■ Challenge: List each line in the data below that contains the word "sign".

***

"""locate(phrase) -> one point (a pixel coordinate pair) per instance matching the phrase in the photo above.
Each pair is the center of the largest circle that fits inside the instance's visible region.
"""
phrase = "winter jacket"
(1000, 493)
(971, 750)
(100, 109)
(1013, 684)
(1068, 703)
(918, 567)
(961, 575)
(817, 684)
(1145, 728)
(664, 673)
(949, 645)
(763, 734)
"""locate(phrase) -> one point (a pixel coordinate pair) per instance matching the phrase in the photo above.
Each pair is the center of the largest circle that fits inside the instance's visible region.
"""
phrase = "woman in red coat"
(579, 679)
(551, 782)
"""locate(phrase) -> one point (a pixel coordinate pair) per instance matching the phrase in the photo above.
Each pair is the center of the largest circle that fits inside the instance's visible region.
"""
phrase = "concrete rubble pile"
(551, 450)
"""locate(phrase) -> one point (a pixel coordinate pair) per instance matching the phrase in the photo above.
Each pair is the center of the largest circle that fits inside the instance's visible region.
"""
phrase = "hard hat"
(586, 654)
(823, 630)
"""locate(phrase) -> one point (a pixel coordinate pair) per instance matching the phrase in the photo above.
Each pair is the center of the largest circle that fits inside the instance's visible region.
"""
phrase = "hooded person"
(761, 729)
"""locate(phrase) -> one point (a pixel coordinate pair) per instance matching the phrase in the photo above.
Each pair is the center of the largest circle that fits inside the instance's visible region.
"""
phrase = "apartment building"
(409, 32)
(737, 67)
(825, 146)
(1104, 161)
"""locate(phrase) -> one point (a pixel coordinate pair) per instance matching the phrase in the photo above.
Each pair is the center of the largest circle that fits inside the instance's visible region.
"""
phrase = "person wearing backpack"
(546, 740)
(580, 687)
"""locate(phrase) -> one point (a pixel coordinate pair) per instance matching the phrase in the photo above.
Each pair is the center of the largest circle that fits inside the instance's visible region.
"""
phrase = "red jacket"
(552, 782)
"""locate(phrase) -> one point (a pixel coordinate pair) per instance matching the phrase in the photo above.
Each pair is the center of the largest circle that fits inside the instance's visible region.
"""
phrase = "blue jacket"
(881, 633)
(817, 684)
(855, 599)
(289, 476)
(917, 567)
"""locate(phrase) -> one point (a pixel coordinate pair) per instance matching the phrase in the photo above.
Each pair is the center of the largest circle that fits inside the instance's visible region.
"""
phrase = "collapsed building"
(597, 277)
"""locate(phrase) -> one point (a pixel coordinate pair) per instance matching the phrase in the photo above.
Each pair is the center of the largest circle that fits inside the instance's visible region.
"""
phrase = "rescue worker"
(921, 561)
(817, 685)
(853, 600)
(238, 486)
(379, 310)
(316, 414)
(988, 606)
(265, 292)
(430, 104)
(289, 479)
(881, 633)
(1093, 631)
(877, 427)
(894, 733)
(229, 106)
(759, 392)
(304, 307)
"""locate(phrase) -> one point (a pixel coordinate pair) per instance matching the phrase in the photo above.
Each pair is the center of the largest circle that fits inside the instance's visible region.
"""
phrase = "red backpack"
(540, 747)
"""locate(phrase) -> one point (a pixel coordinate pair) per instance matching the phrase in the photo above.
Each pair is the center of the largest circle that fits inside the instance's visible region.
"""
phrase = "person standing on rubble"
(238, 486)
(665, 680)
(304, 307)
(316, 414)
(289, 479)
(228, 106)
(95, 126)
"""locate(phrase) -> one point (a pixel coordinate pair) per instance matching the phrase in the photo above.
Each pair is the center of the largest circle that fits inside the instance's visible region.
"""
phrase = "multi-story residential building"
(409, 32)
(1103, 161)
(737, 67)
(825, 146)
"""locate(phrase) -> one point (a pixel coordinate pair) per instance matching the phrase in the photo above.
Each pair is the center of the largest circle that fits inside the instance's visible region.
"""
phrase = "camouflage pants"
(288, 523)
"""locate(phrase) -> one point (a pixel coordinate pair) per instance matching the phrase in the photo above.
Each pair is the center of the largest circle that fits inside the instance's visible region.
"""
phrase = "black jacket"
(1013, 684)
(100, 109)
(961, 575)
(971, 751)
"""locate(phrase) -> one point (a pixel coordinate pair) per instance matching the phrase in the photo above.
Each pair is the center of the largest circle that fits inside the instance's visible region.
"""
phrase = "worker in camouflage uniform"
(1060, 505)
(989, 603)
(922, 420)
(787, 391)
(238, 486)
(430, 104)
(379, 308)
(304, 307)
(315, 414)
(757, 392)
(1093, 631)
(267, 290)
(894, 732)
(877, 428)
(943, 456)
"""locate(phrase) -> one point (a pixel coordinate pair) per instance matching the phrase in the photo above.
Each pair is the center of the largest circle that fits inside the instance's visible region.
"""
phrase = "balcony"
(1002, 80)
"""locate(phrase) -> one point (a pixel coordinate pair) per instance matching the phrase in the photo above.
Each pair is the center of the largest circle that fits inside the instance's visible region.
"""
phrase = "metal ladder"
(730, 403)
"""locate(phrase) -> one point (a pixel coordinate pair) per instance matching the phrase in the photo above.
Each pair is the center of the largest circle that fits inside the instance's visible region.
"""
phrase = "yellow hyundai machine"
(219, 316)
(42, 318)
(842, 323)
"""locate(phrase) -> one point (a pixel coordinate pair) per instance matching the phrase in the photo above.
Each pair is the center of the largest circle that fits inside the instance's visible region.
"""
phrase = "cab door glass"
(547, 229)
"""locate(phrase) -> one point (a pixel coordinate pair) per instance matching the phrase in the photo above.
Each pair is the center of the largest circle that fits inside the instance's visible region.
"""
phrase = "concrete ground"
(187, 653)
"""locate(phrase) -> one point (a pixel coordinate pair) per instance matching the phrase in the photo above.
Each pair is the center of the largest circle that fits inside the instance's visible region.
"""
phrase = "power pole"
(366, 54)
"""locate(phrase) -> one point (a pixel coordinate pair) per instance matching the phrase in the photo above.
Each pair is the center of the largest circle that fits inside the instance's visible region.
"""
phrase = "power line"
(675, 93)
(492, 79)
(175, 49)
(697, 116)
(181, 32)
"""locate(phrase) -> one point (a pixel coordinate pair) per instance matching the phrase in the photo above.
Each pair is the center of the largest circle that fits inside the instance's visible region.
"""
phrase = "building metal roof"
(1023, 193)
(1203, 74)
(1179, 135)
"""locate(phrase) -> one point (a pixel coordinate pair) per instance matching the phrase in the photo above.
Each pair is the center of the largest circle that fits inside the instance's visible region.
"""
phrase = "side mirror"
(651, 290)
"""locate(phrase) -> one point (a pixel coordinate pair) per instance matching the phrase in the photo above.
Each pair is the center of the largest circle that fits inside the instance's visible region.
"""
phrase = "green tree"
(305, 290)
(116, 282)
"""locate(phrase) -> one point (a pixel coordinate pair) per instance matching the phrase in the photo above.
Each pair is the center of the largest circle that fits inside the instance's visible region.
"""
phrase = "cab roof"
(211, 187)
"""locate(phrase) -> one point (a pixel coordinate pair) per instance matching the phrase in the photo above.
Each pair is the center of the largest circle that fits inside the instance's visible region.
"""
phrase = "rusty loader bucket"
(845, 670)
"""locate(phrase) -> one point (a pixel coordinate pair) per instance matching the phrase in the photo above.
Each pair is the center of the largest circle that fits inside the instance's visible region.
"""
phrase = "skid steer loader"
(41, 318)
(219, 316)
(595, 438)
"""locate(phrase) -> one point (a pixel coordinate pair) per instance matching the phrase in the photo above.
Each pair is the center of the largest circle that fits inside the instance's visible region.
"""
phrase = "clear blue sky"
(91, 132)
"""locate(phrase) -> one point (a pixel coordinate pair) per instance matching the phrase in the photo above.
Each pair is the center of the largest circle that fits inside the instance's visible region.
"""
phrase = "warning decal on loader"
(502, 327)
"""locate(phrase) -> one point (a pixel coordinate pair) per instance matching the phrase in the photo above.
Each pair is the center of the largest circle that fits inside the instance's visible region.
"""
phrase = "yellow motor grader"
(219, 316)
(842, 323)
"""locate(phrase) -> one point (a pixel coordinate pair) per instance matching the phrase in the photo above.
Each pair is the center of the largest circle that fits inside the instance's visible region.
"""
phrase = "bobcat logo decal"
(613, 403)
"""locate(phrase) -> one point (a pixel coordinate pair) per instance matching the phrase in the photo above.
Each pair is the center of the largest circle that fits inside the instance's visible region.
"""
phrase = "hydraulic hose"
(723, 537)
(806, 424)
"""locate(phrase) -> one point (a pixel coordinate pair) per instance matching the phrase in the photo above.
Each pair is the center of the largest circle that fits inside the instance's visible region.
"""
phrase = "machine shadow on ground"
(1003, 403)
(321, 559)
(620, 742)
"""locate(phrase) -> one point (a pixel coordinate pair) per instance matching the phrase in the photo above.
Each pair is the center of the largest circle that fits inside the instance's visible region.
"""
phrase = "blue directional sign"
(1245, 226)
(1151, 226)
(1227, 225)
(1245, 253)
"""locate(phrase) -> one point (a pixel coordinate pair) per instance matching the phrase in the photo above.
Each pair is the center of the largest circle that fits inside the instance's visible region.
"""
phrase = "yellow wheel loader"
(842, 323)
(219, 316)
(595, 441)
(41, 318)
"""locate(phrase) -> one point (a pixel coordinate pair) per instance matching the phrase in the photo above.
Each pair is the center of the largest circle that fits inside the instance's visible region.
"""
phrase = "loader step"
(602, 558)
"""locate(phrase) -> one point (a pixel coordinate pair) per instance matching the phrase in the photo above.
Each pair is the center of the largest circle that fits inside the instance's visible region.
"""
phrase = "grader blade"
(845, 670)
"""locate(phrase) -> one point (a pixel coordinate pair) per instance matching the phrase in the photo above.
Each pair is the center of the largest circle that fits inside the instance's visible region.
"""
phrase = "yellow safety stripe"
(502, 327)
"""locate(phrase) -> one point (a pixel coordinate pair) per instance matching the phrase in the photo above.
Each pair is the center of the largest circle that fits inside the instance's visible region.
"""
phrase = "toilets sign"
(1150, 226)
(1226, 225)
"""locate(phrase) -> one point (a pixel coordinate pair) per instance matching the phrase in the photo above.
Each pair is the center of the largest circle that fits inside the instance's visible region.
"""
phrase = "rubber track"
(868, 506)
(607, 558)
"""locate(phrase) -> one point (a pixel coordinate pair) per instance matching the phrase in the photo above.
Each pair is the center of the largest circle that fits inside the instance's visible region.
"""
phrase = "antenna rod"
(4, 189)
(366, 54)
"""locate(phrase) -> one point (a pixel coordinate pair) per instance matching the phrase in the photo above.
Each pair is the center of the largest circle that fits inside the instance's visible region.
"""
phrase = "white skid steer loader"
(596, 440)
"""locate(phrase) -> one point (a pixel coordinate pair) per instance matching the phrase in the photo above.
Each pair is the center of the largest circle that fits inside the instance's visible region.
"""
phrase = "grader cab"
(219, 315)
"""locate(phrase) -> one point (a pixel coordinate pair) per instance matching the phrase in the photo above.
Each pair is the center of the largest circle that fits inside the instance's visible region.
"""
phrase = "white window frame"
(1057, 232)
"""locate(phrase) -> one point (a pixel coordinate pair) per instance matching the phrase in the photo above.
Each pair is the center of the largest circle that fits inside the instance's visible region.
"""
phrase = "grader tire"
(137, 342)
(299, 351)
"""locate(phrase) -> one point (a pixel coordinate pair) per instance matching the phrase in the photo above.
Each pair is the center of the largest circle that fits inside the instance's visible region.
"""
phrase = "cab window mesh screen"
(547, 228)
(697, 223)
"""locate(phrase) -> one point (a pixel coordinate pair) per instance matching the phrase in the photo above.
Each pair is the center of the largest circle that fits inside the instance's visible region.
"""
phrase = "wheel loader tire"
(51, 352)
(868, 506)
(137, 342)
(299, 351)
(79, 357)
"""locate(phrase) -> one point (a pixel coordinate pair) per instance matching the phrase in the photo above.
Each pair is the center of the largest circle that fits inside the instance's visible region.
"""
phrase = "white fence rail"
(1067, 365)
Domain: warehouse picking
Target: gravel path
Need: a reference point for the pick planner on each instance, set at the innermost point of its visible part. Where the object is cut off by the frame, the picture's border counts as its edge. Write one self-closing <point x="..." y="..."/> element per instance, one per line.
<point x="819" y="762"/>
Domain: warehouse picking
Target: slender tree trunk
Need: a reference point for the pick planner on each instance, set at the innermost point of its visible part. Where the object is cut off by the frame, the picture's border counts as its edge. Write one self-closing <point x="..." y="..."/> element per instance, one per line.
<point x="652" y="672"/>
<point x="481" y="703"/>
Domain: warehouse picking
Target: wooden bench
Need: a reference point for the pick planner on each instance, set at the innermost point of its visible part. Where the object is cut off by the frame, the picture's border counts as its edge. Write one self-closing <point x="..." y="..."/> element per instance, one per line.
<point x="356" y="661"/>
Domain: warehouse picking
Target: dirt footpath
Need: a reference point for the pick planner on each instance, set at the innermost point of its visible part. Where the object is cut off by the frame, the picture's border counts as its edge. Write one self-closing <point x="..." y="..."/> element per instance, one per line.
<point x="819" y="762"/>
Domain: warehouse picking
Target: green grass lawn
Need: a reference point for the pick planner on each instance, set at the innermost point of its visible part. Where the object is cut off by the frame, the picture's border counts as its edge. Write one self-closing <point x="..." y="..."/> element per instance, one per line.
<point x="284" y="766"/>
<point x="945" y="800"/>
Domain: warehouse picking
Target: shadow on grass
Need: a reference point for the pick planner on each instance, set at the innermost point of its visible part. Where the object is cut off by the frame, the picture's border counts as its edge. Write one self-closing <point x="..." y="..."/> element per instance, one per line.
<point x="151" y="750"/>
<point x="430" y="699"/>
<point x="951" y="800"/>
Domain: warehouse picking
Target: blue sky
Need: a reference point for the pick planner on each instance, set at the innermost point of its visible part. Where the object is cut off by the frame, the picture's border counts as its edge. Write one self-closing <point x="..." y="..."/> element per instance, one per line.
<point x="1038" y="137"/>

***

■ Written response:
phrase = "blue directional sign"
phrase = "toilets sign"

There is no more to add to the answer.